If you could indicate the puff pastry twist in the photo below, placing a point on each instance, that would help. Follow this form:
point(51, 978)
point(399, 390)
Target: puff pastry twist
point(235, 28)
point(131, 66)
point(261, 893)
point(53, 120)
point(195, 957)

※ ※ ※

• [Exercise goal]: Having read the records, return each one exactly.

• [Task output]:
If you could indicate the puff pastry twist in the photo below, placing a point on each instance, that would help. Follow this form:
point(51, 978)
point(399, 390)
Target: puff pastry twist
point(235, 28)
point(131, 66)
point(261, 893)
point(53, 120)
point(195, 957)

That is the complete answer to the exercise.